## Text section
In many examples of media, there is an unsettling figure that looms over the stage, novel, or film. The figure is often quiet, marked only by an ominous presence and domineering silence. This figure is the executioner and, of course, is rarely presented as a masochist blood-fiend who relishes in the fundamentally cruel vision of justice that is capital punishment. Rather, there is a persistent movement in media to present the executioner not as an enactor of capital violence, but carrying out a necessary task. The trope of the silent, stoic executioner helps dignify and humanize the perpetration of mass violence against the predominantly poor and vulnerable and desensitize us to state sponsored destruction. This representation is rooted in a historical moment that saw Christendom use its totalitarian power to push people away from seeking pleasure and toward venerating the pursuit of pain. As we explore the impetus of the proliferation of this trope- and the trope itself – we will track how the preservation of power and the celebration of violence is embodied by this seemingly arcane character type.

## Recorded data
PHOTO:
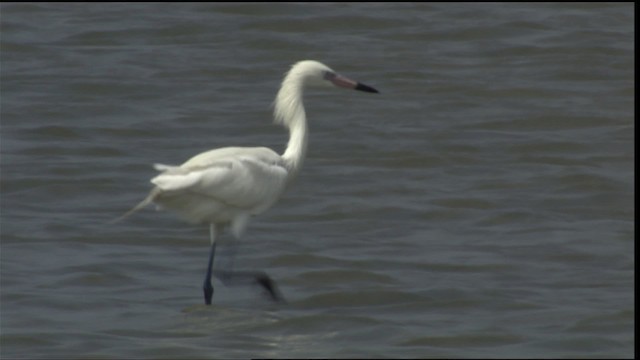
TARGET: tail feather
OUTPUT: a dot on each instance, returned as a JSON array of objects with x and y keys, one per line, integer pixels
[{"x": 148, "y": 200}]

## Problem details
Copy out the passage above on the silent executioner figure in media, word for word.

## Solution
In many examples of media, there is an unsettling figure that looms over the stage, novel, or film. The figure is often quiet, marked only by an ominous presence and domineering silence. This figure is the executioner and, of course, is rarely presented as a masochist blood-fiend who relishes in the fundamentally cruel vision of justice that is capital punishment. Rather, there is a persistent movement in media to present the executioner not as an enactor of capital violence, but carrying out a necessary task. The trope of the silent, stoic executioner helps dignify and humanize the perpetration of mass violence against the predominantly poor and vulnerable and desensitize us to state sponsored destruction. This representation is rooted in a historical moment that saw Christendom use its totalitarian power to push people away from seeking pleasure and toward venerating the pursuit of pain. As we explore the impetus of the proliferation of this trope- and the trope itself – we will track how the preservation of power and the celebration of violence is embodied by this seemingly arcane character type.